:: SET PROBLEM 1 ::
Filter the listing below and copy each line that contains the string "outside".

:: ARTICLE ::
※ ※ ※

During the first quarter 2017, nonperforming assets decreased by $0.5 million from December 31, 2016 and $8.7 million from March 31, 2016. The $8.7 million decline in nonperforming assets, compared to March 31, 2016 included the return of a $9.4 million out-of-state loan syndication to performing status. Also as a result of the transaction with Home State, $2.1 million of nonperforming loans were acquired. At March 31, 2017, performing troubled debt restructurings were $23.2 million, compared to $25.1 million at December 31, 2016 and $11.4 million at March 31, 2016. The increase in performing troubled debt restructurings in the first quarter 2017, compared to the first quarter 2016, was primarily due to a return of the $9.4 million out-of-state loan syndication to performing status, described above.

At March 31, 2017, classified assets represented 8.2% of bank-level Tier 1 risk-based capital plus allowance for loan losses, compared to 9.8% at December 31, 2016 and 11.6% at March 31, 2016.

All acquired loans are initially recorded at their estimated fair value which encompasses an estimate of credit losses. The table below presents two alternative views of credit risk coverage ratios for loans, reflecting adjustments for acquired loans and the associated purchase accounting discount:

                     
      Loans     Allowance / Discount     Allowance over Loans Ratio  
            (Dollars in thousands)

※ ※ ※

:: EXTRACTED MATERIAL ::
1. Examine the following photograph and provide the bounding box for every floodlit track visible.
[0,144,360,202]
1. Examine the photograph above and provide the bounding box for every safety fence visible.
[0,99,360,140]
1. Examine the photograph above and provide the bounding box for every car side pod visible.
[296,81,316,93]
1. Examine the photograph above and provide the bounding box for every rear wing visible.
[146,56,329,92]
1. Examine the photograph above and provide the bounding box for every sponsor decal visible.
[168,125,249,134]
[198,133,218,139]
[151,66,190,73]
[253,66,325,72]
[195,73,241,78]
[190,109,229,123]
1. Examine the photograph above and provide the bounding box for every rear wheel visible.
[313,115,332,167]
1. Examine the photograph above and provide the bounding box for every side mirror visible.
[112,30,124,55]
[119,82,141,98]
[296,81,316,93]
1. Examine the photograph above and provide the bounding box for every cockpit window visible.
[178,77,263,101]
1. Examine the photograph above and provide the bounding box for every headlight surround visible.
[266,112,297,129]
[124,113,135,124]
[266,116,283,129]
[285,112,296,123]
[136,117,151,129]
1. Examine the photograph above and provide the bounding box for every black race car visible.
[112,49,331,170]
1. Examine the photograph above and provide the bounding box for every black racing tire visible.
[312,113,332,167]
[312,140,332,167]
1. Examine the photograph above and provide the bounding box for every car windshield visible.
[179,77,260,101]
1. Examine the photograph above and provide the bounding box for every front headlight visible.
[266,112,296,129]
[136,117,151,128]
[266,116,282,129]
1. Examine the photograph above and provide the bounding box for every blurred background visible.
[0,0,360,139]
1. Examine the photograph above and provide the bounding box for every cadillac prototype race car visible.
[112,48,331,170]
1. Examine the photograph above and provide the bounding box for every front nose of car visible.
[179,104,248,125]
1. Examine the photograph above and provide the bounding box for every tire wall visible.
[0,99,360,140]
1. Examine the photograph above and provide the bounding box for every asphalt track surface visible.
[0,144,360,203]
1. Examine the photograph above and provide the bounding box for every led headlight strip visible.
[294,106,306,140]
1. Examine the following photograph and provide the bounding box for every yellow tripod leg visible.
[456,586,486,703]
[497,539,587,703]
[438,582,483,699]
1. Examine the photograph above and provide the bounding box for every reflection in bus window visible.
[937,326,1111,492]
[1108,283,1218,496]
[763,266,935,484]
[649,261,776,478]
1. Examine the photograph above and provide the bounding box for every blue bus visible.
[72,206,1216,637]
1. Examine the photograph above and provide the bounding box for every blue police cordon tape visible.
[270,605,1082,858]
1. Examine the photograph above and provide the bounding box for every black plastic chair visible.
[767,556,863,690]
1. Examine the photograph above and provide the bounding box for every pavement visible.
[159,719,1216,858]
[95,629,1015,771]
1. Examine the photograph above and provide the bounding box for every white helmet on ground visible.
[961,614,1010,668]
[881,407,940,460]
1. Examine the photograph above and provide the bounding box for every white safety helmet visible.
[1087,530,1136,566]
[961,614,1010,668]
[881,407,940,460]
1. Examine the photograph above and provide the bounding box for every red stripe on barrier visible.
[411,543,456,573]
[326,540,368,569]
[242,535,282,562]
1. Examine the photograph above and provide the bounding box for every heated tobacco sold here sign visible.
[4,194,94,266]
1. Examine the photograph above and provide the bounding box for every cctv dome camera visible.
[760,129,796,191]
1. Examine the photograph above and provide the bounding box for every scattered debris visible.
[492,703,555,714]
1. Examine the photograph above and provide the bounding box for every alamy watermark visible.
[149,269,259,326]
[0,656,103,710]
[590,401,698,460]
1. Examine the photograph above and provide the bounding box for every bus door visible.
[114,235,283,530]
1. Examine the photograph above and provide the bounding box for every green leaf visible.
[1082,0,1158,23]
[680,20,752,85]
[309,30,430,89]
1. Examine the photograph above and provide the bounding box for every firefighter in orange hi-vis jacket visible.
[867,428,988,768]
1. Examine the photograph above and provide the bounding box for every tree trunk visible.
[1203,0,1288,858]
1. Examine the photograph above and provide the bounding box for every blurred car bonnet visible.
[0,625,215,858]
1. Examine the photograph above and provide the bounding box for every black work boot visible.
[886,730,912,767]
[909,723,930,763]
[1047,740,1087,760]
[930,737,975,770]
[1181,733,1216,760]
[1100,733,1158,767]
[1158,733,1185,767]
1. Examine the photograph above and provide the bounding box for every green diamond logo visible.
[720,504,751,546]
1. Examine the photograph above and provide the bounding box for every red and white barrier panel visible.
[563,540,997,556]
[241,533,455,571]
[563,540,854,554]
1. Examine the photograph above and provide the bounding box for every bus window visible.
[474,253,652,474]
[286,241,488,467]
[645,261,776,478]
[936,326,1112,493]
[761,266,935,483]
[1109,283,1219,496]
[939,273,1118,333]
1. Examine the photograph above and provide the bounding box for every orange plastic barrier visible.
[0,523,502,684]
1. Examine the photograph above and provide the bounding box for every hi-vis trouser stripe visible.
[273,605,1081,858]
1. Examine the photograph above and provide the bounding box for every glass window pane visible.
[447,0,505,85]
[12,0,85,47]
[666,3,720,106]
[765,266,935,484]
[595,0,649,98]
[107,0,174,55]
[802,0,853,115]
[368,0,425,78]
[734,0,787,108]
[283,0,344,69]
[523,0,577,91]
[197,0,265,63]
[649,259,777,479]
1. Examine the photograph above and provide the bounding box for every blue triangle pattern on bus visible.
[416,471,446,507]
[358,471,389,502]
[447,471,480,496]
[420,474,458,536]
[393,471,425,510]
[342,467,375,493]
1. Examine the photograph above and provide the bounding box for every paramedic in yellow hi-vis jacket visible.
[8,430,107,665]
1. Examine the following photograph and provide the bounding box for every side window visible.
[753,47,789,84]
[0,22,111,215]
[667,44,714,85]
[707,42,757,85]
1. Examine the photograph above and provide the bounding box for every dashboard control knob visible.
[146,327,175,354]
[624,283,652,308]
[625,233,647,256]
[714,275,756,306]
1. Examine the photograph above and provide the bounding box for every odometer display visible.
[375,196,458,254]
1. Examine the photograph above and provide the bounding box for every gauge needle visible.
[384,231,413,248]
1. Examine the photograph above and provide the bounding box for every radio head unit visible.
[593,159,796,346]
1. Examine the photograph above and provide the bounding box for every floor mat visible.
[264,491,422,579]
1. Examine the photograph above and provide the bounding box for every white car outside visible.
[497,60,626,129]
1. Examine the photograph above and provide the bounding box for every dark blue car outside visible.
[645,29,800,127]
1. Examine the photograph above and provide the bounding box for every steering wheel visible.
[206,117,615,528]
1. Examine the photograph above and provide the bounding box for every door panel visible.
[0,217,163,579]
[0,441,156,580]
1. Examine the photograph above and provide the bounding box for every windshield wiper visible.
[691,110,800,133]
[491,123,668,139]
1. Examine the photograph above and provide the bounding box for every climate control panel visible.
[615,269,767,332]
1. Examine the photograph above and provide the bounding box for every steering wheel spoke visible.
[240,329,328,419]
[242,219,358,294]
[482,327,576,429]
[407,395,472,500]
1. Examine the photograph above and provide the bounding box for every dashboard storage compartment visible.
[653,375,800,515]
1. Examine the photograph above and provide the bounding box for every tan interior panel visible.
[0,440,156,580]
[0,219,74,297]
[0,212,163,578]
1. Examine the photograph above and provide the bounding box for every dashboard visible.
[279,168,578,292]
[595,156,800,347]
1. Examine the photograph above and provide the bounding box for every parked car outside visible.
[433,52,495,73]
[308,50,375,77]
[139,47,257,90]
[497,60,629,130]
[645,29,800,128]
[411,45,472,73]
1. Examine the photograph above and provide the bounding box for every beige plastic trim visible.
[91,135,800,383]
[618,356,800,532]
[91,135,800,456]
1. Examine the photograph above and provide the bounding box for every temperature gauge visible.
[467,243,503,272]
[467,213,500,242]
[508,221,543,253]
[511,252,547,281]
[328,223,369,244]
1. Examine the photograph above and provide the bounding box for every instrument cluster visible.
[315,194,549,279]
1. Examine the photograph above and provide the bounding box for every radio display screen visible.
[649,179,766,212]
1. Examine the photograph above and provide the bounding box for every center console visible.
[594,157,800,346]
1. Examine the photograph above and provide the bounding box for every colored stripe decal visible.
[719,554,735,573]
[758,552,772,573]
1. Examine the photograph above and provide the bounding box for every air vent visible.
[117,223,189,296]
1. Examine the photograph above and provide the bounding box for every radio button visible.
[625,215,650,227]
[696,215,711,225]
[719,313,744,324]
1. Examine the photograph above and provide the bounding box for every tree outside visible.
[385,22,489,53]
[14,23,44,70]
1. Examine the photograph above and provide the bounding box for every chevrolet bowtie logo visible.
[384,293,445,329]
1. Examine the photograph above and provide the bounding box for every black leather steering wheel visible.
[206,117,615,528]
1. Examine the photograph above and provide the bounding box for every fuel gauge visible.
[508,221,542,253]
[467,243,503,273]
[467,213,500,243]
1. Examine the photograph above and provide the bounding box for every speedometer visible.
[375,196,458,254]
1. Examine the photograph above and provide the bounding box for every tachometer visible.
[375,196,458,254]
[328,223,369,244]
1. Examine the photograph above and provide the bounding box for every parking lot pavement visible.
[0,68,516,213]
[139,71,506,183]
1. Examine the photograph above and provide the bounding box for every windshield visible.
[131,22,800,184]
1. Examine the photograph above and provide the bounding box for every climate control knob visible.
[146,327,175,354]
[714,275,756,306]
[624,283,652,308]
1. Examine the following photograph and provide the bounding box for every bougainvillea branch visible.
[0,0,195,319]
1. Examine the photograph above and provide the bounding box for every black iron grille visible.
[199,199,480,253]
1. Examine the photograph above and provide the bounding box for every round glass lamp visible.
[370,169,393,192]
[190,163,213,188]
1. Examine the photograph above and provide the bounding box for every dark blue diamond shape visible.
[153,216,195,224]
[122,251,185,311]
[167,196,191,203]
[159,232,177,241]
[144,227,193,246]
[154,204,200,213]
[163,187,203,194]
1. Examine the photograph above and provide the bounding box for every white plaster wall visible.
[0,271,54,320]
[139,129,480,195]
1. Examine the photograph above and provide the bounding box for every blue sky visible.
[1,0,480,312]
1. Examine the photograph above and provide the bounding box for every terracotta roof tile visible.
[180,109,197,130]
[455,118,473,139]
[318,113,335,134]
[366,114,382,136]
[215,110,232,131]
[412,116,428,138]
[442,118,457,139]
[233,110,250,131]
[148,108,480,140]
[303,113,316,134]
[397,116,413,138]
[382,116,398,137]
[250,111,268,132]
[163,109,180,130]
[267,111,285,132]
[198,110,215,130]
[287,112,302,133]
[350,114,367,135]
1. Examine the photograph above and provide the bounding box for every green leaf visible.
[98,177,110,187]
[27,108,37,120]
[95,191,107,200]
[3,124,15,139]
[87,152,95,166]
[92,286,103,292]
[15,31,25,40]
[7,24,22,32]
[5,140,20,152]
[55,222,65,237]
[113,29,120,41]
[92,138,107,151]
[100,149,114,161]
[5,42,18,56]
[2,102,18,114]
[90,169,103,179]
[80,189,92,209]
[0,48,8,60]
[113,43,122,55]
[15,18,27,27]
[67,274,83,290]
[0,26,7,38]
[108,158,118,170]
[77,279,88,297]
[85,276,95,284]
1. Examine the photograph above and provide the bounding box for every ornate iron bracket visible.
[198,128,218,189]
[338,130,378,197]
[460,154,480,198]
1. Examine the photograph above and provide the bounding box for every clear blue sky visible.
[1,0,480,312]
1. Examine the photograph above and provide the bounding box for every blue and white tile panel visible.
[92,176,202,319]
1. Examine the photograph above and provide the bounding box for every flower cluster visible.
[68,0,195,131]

※ ※ ※

:: SET PROBLEM 2 ::
Summarize the passage above on nonperforming assets and credit quality in three sentences.

:: EXPECTED OUTPUT 1 ::
1. Examine the photograph above and provide the bounding box for every white car outside visible.
1. Examine the photograph above and provide the bounding box for every dark blue car outside visible.
1. Examine the photograph above and provide the bounding box for every parked car outside visible.
1. Examine the photograph above and provide the bounding box for every tree outside visible.

:: EXPECTED OUTPUT 2 ::
During the first quarter of 2017, nonperforming assets fell by $0.5 million from December 31, 2016 and by $8.7 million from March 31, 2016. That decline included the return of a $9.4 million out-of-state loan syndication to performing status, which also raised performing troubled debt restructurings to $23.2 million at March 31, 2017, compared with $11.4 million a year earlier. Classified assets fell to 8.2% of bank-level Tier 1 risk-based capital plus allowance for loan losses, from 9.8% at December 31, 2016 and 11.6% at March 31, 2016, and acquired loans are initially recorded at an estimated fair value that includes an estimate of credit losses.